→ SOURCE DOCUMENT:
************

Okay, gonna start with something that makes me UNhappy: feeling overwhelmed and rudderless. Which, I mean, who doesn't every once in a while? I've been feeling pretty rudderless art-wise for a bit now, as many of you might know (because I do so like to whine about it.) Part of my problem is, when left to my own devices (and not doing fanart), I'm overwhelmed by all the possibilities and choices. I want to do SO MUCH but where to start? How to go about it? How do I begin to streamline and focus and WAAAAHHHHHH...

Some of you may not know I went to school for art. I can't solve for 'X'; art is what I know and love and there aren't many full-time, salaried careers in art. So I freelance. You think it's tough fashioning a professional career, without a job description or boss to answer to or co-workers to work with and bounce ideas off of? Well, yes, IT IS. And then there's being a wife and mother, which also takes a section of my brainpower and adds to the plates I have to spin. It's like I work not one but THREE freelance jobs at once. Some days it feels like I get not a damned thing accomplished. Not a one.

But today, I wrestled with the insurance company and won. Our middle son, who's 16, is a tad stout. But he's active and jolly and is the kid whom I can usually cajole into going to the gym with me. Six or so months ago, his blood pressure was elevated, which of course isn't good for a teen. We watched his salt intake a smidge and upped his exercise and lo and behold, the BP came down! We had a re-check with his doc to assess that all was well, and then went about our merry way. But for some reason, our insurance claim was denied for that recheck appointment. It wasn't a ton of money--a hundred bucks--but we still wondered what was up. After a thoroughly annoying phone call tap-dancing with the insurance company's automated phone system (GOD I hate talking to computers), I discovered whatever papers the doctor's office filed with the insurance company mentioned his weight ("Ma'am, it says 'obese' on the claim") and the insurance company covers NOTHING based on weight. Which, what? Okay, SUCKS but fine, whatever...so I called his doctor and they're like "Noooo, he's overweight but not obese. We don't have obese anywhere on his chart! This insurance company (which I won't name but let's say their initials are MM and leave it at that) does this ALL the time, in order to deny claims. Let me put this through again with NO mention of his weight at all."

Score one for the little guy!

So despite having a head full of noise, I saved us $100.00. At least THIS makes me happy.

************

→ DATASET CONTENT:
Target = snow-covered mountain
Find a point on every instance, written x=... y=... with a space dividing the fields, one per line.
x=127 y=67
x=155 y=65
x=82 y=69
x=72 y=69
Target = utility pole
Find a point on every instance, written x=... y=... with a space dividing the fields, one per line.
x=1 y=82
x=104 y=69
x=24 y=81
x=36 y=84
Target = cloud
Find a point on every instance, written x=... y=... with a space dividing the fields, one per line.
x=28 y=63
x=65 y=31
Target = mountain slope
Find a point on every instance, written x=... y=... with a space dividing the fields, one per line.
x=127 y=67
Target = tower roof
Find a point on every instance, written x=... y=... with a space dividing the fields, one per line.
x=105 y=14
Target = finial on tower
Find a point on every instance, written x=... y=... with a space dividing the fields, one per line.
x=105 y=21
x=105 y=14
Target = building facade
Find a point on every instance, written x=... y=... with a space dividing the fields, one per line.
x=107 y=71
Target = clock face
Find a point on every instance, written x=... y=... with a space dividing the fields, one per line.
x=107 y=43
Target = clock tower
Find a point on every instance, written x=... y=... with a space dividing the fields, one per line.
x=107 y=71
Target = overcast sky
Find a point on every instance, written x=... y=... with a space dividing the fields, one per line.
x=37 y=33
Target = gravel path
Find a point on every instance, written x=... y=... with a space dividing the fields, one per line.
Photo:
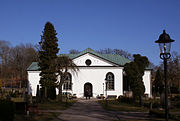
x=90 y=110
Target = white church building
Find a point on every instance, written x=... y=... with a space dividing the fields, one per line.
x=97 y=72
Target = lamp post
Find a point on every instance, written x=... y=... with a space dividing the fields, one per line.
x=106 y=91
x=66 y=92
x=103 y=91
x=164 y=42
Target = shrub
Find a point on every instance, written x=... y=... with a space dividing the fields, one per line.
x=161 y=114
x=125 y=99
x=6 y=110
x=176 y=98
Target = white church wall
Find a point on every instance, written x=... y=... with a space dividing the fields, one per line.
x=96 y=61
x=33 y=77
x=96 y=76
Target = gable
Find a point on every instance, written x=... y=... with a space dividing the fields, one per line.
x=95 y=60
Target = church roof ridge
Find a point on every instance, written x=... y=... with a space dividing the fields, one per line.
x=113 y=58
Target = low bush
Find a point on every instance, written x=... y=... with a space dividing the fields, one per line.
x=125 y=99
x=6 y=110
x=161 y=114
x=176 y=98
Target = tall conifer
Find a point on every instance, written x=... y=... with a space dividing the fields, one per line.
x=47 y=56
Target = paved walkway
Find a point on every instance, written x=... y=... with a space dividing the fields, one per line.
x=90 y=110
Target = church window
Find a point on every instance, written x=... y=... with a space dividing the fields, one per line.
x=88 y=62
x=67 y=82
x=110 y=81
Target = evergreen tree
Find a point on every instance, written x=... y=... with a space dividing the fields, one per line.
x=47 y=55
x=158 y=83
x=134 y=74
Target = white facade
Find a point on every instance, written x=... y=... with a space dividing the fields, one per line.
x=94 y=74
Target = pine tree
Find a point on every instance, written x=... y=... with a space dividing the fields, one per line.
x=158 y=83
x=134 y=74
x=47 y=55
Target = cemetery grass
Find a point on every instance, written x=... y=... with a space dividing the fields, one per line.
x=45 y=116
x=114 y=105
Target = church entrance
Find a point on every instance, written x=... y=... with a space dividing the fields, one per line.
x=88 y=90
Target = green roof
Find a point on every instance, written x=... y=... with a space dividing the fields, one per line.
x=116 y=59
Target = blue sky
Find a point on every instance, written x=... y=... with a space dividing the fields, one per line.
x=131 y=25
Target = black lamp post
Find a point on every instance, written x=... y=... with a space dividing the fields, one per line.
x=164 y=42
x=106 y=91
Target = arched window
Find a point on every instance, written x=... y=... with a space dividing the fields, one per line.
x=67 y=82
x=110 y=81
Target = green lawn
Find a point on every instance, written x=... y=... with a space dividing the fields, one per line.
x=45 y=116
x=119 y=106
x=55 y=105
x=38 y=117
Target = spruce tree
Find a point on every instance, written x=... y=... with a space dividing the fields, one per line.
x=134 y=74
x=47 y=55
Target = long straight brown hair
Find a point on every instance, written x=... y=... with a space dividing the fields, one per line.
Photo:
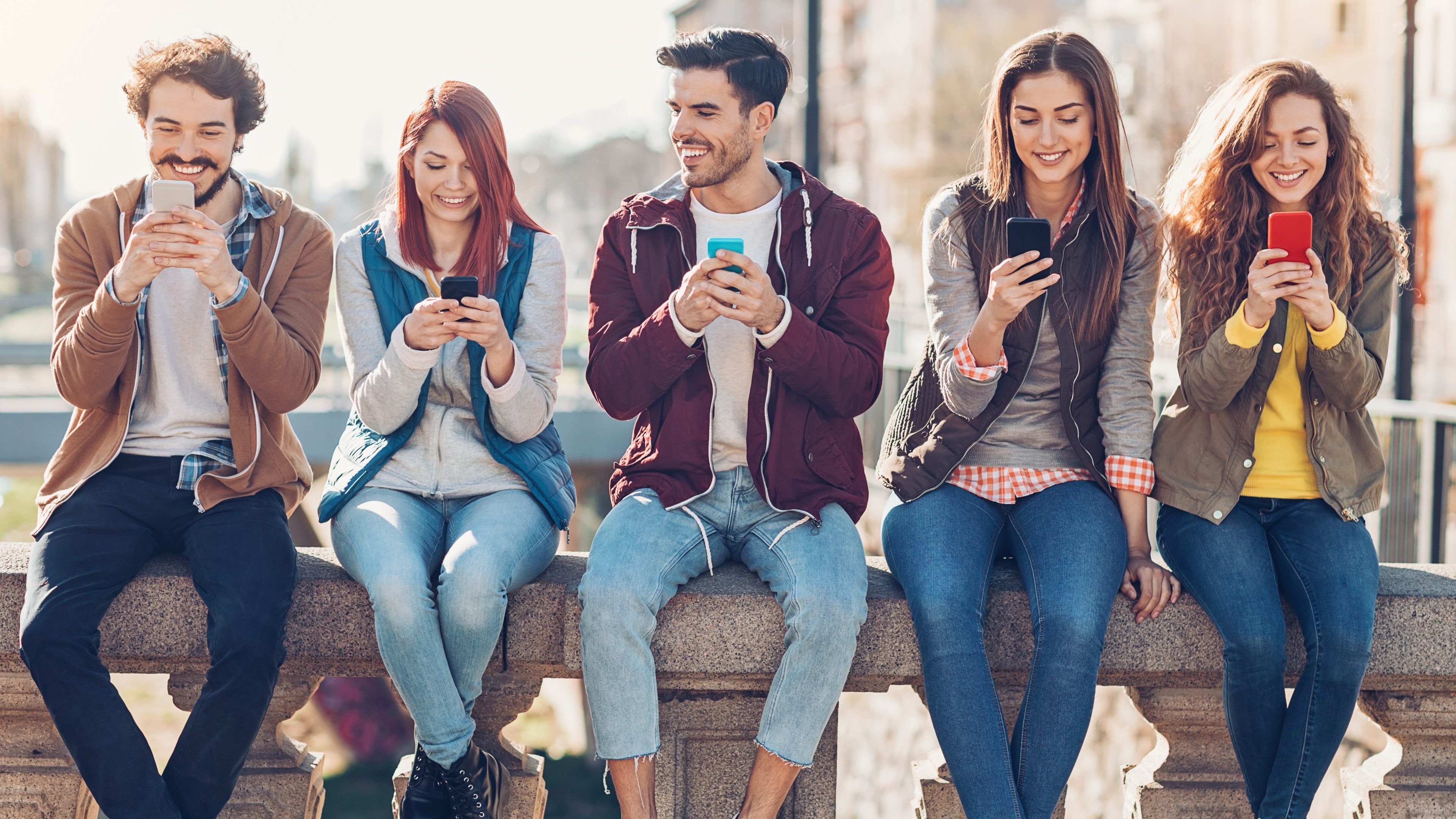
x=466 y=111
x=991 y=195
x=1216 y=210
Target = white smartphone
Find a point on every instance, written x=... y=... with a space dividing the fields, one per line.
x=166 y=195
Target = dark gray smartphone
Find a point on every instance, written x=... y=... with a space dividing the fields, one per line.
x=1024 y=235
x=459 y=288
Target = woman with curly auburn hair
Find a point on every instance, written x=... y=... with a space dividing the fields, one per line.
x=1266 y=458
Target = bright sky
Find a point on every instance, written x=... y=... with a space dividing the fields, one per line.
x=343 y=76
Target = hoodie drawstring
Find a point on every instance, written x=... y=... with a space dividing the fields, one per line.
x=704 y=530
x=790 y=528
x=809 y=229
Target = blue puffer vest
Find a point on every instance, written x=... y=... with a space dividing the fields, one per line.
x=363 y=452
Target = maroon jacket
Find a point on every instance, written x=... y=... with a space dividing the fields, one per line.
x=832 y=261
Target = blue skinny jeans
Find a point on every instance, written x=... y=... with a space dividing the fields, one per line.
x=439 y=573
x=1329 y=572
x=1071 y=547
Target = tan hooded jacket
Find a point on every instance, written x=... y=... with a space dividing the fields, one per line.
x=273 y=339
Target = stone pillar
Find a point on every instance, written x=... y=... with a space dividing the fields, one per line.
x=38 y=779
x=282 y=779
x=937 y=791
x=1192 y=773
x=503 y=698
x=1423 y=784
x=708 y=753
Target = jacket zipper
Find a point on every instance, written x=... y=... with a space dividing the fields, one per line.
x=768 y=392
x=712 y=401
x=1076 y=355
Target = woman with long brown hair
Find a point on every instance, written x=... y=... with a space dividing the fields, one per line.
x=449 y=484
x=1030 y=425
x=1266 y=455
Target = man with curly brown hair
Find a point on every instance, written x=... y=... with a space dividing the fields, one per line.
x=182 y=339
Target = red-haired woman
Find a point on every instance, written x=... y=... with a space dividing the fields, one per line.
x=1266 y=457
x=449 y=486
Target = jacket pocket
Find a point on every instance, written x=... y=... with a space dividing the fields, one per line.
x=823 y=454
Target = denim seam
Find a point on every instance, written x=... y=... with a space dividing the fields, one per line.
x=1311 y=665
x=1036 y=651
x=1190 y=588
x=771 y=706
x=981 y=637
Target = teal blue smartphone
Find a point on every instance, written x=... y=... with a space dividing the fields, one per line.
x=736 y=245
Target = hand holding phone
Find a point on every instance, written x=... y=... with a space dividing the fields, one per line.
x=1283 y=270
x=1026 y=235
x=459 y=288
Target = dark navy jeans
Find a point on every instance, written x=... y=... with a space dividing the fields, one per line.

************

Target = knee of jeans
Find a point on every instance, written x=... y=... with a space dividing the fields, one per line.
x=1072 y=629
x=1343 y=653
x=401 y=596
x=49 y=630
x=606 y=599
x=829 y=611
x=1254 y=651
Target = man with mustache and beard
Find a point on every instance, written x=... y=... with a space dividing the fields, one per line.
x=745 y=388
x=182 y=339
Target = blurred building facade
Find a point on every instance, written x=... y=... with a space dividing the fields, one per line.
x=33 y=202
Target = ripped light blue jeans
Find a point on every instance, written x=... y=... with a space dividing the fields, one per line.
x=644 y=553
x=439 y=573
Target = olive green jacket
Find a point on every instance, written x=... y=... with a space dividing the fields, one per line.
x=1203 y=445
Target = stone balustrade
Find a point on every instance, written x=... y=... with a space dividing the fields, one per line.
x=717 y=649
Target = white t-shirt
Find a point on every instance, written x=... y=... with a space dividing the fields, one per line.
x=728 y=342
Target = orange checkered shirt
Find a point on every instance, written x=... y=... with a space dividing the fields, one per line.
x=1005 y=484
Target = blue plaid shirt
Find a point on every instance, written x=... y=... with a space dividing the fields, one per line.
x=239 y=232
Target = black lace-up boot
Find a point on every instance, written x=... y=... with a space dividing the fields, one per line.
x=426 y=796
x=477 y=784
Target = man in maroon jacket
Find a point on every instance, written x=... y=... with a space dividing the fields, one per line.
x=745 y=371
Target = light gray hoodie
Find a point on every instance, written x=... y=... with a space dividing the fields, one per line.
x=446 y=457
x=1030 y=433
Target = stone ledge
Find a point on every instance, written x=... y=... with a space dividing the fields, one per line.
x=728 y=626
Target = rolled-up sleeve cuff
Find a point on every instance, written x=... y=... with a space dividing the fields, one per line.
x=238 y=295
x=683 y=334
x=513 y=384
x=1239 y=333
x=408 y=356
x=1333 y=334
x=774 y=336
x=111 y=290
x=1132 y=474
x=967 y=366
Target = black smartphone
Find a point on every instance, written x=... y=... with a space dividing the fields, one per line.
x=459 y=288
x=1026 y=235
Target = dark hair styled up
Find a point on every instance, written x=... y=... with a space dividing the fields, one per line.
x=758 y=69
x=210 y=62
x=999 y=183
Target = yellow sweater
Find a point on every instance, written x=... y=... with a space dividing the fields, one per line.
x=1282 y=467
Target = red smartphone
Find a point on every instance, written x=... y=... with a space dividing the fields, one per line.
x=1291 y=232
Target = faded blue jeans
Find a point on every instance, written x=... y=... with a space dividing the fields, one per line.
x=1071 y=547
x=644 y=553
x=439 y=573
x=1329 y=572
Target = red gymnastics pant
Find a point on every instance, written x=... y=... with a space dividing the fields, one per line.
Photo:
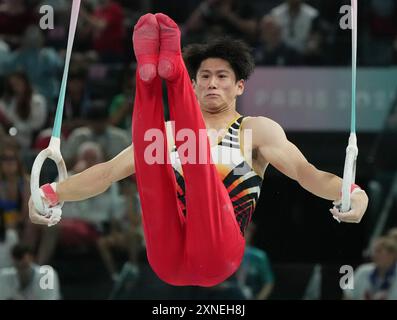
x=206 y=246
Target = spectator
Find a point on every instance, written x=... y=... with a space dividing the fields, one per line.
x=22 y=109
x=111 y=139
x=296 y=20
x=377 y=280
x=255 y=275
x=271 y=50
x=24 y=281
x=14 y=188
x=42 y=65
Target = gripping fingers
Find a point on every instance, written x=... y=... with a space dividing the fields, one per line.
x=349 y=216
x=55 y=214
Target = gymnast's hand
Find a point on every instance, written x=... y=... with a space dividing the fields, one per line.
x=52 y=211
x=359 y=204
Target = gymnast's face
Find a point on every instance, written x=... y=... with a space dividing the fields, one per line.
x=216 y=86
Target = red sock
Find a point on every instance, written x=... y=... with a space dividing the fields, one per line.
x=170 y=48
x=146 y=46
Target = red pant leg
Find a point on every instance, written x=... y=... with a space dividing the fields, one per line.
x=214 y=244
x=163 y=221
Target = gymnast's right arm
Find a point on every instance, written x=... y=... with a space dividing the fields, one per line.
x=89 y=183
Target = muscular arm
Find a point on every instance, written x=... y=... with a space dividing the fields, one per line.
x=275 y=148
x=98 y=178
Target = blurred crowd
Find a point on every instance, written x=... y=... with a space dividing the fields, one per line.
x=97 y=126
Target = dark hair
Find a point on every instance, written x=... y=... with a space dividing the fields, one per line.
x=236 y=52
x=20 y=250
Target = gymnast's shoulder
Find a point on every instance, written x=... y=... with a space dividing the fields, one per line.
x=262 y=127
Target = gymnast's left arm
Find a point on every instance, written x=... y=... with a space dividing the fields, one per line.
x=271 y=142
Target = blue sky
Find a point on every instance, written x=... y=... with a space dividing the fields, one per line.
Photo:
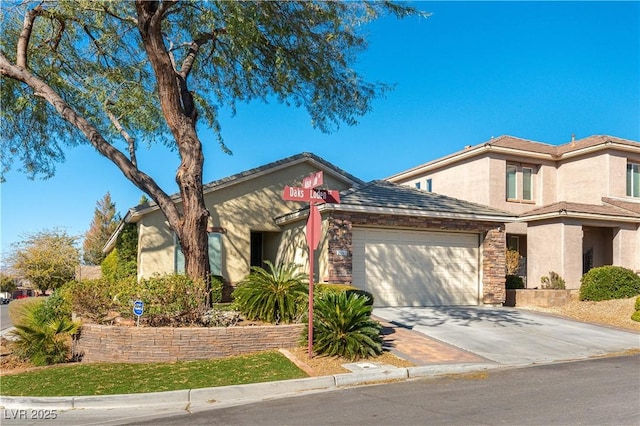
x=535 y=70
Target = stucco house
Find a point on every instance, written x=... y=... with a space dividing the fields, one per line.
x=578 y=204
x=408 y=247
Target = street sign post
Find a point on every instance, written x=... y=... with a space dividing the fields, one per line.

************

→ WHAT THIS TASK INVOLVES:
For the passage about the denied insurance claim, mark each statement yes or no, quoting the words from the passage that decide it. 1. The writer's middle son is 16 years old. 2. The claim that was denied amounted to several hundred dollars. 3. The doctor's office said the son's chart described him as obese.

→ RESULT FOR THIS TASK:
1. Yes: "Our middle son, who's 16, is a tad stout."
2. No: "It wasn't a ton of money--a hundred bucks"
3. No: "We don't have obese anywhere on his chart!"